Start of Data entries

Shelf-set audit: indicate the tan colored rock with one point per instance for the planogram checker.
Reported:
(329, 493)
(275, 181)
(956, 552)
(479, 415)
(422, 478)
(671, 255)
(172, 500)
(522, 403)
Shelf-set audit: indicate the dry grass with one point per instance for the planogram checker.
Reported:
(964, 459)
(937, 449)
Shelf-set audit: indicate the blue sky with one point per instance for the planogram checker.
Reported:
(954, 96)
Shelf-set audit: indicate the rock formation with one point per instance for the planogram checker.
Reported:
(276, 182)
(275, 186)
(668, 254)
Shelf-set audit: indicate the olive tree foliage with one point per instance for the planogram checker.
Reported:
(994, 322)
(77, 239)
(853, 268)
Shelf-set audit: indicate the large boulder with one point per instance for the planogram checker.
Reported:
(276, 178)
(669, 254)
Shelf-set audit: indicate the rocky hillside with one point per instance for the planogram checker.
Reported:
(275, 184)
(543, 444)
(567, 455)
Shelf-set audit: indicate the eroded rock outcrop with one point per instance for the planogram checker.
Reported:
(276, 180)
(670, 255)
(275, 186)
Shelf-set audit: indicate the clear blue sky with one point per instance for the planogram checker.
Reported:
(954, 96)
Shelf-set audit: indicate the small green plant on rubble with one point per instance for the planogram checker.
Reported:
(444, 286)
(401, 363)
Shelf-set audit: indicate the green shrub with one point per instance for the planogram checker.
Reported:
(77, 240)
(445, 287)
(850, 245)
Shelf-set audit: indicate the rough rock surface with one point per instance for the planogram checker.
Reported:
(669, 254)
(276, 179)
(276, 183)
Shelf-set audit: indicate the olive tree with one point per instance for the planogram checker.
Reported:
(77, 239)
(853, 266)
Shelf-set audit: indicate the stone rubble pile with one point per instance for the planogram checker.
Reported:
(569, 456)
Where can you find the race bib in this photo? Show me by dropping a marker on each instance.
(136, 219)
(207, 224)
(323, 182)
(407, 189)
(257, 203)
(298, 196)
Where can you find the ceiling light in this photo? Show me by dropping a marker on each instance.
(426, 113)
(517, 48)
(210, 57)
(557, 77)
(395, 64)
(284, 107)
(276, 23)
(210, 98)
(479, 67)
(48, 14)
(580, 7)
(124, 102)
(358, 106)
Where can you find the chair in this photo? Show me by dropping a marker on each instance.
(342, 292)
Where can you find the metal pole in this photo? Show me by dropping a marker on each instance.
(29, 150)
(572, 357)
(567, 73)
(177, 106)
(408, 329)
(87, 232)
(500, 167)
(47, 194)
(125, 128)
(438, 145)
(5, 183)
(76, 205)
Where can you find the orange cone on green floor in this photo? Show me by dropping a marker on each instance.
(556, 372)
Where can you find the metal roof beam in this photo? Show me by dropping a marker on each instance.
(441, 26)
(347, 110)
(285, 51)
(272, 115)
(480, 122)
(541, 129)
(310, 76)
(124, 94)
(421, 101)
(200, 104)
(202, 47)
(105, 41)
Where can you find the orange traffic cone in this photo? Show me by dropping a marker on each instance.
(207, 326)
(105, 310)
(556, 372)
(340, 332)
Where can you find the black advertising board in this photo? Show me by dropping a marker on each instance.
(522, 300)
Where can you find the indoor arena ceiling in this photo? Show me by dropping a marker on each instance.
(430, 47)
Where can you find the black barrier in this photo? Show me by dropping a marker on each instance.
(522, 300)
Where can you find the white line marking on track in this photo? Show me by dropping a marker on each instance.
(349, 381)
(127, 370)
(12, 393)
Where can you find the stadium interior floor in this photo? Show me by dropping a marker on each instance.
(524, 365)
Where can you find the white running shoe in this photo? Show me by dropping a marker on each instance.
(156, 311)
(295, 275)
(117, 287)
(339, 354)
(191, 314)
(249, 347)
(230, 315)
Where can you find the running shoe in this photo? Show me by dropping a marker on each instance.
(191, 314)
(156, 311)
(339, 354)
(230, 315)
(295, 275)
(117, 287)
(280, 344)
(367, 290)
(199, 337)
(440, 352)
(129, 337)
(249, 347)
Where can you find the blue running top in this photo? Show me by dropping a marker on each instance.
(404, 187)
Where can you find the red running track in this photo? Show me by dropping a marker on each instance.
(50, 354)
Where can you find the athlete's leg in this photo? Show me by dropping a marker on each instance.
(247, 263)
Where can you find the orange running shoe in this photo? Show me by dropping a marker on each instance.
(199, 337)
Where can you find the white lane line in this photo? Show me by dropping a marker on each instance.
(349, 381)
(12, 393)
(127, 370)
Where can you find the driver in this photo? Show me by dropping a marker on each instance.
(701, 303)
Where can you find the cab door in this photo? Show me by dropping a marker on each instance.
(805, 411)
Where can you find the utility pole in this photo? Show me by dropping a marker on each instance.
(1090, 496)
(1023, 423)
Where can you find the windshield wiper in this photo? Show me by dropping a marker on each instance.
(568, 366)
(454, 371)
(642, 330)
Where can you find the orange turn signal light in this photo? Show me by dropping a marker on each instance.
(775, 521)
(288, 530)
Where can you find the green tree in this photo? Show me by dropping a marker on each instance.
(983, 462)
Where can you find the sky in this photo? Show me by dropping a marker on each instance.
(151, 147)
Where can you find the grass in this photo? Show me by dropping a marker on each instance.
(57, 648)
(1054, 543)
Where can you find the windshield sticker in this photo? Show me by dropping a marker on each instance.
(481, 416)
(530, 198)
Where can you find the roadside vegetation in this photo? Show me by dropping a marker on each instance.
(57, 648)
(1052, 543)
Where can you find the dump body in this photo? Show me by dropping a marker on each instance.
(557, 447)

End of Data entries

§ Brief:
Can you rescale the part of the listing that opens with the line containing "Where can you find the dump" and runs through the end of the listing, repeating every line including the request, with each coordinate in the answers multiplied by 1.55 and rounded to a whole number, halves rounded up?

§ Solved exercise:
Where can you find the dump body in this photo? Show me by dropping a marker on each instance.
(863, 693)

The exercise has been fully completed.